__Directions for this task__. Please rewrite every line of the records below as a numbered list, skipping any blank lines and leaving the pictures out.

__Information shown__.
※ ※ ※

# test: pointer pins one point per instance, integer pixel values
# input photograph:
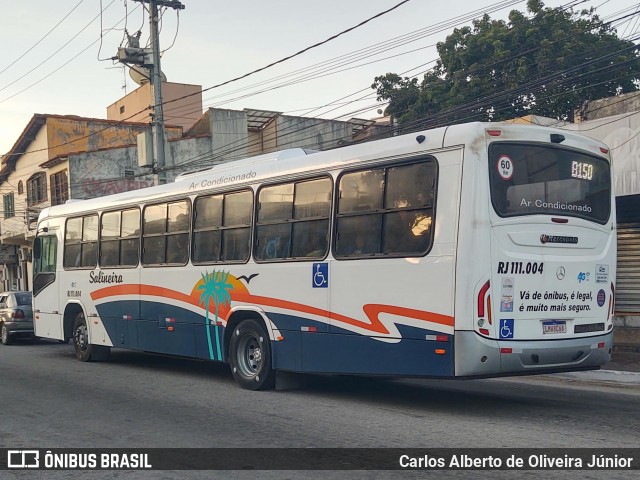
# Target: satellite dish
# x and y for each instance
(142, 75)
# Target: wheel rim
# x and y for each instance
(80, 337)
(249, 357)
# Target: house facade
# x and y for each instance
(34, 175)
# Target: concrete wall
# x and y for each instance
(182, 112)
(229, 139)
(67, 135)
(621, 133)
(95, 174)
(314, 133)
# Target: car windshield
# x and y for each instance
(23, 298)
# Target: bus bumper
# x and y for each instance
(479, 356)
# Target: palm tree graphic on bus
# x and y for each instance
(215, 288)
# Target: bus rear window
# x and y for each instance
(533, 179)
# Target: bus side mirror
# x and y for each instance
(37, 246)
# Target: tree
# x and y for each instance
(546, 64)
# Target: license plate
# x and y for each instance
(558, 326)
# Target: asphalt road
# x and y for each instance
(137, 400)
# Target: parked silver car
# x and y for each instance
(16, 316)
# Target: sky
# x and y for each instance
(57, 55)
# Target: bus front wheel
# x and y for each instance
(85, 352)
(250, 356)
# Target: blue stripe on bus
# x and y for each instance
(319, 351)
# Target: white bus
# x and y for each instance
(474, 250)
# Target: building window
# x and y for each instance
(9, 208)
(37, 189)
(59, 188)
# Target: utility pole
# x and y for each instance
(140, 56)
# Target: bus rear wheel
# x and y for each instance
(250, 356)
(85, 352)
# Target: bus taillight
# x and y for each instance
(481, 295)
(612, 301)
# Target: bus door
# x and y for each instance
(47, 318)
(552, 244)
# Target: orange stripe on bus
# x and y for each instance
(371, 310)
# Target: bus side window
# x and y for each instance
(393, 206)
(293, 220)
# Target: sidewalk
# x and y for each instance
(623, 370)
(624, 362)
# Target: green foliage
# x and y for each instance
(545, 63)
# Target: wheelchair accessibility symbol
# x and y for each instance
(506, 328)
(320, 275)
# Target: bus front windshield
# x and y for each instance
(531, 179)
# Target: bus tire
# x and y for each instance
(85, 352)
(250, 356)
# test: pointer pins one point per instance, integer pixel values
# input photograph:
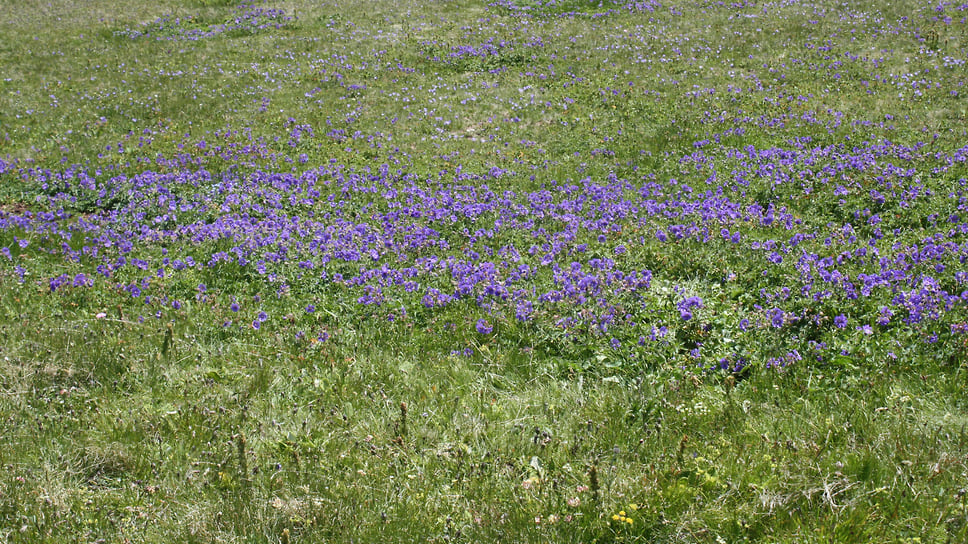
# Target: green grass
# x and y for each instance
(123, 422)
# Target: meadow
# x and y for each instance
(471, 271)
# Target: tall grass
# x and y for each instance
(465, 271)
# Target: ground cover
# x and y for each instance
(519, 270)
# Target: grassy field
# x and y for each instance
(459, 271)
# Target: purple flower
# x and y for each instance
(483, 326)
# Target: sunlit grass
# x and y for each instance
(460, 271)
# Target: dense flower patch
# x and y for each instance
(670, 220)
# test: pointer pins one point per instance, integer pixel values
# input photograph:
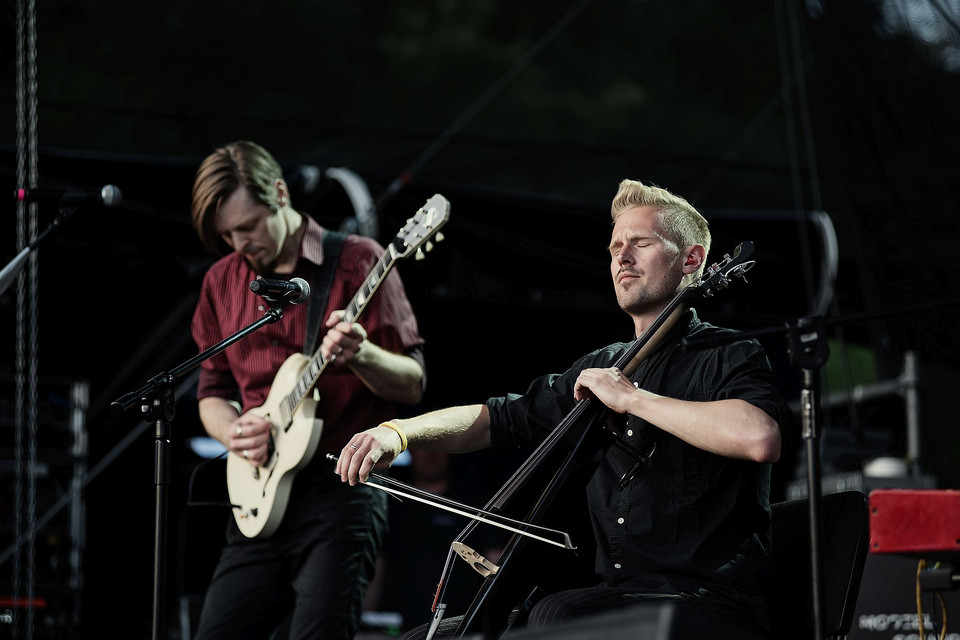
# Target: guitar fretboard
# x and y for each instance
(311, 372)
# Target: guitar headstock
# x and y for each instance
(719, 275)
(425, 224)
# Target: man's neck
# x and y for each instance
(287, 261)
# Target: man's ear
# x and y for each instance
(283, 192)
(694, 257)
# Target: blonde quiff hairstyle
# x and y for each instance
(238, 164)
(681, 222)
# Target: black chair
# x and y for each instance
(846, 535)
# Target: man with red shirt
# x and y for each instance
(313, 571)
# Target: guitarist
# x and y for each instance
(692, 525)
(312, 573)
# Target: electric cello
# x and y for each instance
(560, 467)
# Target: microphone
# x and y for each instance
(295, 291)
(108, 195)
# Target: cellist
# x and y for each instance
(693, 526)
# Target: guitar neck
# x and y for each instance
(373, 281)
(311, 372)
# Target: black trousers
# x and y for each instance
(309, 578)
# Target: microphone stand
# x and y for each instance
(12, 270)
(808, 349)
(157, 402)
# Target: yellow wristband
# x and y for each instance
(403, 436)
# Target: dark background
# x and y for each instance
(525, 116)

※ ※ ※

__Exercise response__.
1. # test: pointer pins one point per instance, integer pixel values
2. # input photograph:
3. # Target: satellite dish
4. # x and y for each instance
5. (142, 75)
6. # Target: wheel rim
7. # x and y for each instance
8. (80, 337)
9. (249, 357)
10. # Target: house facade
11. # x and y for each instance
12. (34, 175)
13. # Target: concrete wall
14. # x and y for each instance
15. (182, 112)
16. (229, 139)
17. (67, 135)
18. (621, 133)
19. (95, 174)
20. (314, 133)
21. # Target: car windshield
22. # x and y for each instance
23. (23, 298)
24. # Target: bus bumper
25. # x and y for each instance
26. (479, 356)
27. # Target: palm tree graphic on bus
28. # x and y for each instance
29. (215, 288)
30. # Target: bus rear window
31. # x and y for each instance
32. (533, 179)
33. # Target: bus side mirror
34. # x and y for each instance
35. (37, 246)
36. # Target: tree
37. # x and y for each instance
38. (546, 64)
39. # Target: license plate
40. # x and y for each instance
41. (558, 326)
42. # Target: asphalt road
43. # x and y for each instance
44. (137, 400)
45. # Target: parked silver car
46. # x and y for each instance
47. (16, 316)
48. # Target: sky
49. # x and y for each instance
50. (57, 55)
51. # Target: bus front wheel
52. # x and y for each instance
53. (85, 352)
54. (250, 356)
55. # Target: blue stripe on bus
56. # x and y for each instance
57. (319, 351)
58. # Target: white bus
59. # x and y for each instance
60. (474, 250)
61. # Target: building window
62. # x and y for each instance
63. (9, 208)
64. (37, 189)
65. (59, 188)
66. # Target: utility pole
67. # x and y for each instance
68. (140, 56)
69. # Target: bus rear wheel
70. # x and y for each instance
71. (250, 356)
72. (85, 352)
73. # Target: bus taillight
74. # x and y for each instance
75. (481, 295)
76. (612, 301)
77. # Target: bus door
78. # x and y for each instance
79. (47, 318)
80. (552, 244)
81. # Target: orange stripe on bus
82. # x and y for each instance
83. (371, 310)
84. # Target: bus side window
85. # x and y for each instance
86. (393, 206)
87. (293, 220)
88. # Target: sidewalk
89. # x and y for each instance
90. (623, 370)
91. (624, 362)
92. # Target: green foliage
93. # x and y for each instance
94. (545, 63)
95. # Target: wheelchair accessibility symbol
96. # x and y for each instance
97. (506, 328)
98. (320, 275)
99. # Target: bus front windshield
100. # x and y for each instance
101. (531, 179)
102. # Target: bus tire
103. # x and y for each instance
104. (85, 352)
105. (250, 356)
106. # test: pointer pins one point per instance, integer pixel values
107. # input photograph:
108. # Target: green grass
109. # x and y for each instance
110. (123, 422)
111. # Target: meadow
112. # x and y for each instance
113. (471, 271)
114. # Target: tall grass
115. # x and y for each instance
116. (465, 271)
117. # Target: ground cover
118. # x and y for each instance
119. (519, 270)
120. # Target: grassy field
121. # x and y for each instance
122. (459, 271)
123. # Target: purple flower
124. # x and y for each instance
125. (483, 326)
126. # Target: sunlit grass
127. # x and y for each instance
128. (460, 271)
129. # Target: dense flower patch
130. # x and y for each instance
131. (670, 220)
132. # test: pointer pins one point per instance, integer pixel values
133. # input photograph:
134. # Target: guitar fretboard
135. # x and y for each instance
136. (311, 372)
137. # Target: guitar headstock
138. # x and y for each instance
139. (719, 275)
140. (425, 224)
141. # Target: man's neck
142. # x and y for each instance
143. (287, 261)
144. # Target: man's ear
145. # x and y for each instance
146. (283, 192)
147. (694, 257)
148. # Target: blonde quiff hairstyle
149. # x and y for each instance
150. (238, 164)
151. (681, 222)
152. # Target: black chair
153. # x and y for each instance
154. (846, 535)
155. # Target: man with red shirt
156. # x and y for each instance
157. (313, 571)
158. # Target: guitarist
159. # x and y for each instance
160. (692, 525)
161. (312, 573)
162. # Target: electric cello
163. # x and y for each instance
164. (560, 467)
165. # Target: microphone
166. # x and y for each instance
167. (295, 291)
168. (108, 195)
169. # Target: cellist
170. # x and y for each instance
171. (693, 526)
172. # Target: guitar neck
173. # x and y for each instance
174. (373, 281)
175. (311, 372)
176. # Target: black trousers
177. # x and y for each instance
178. (309, 578)
179. # Target: microphone stand
180. # x and y for each instance
181. (12, 270)
182. (808, 349)
183. (157, 402)
184. # Target: yellow wristband
185. # x and y for each instance
186. (403, 436)
187. # Target: dark background
188. # x and y for each instance
189. (525, 116)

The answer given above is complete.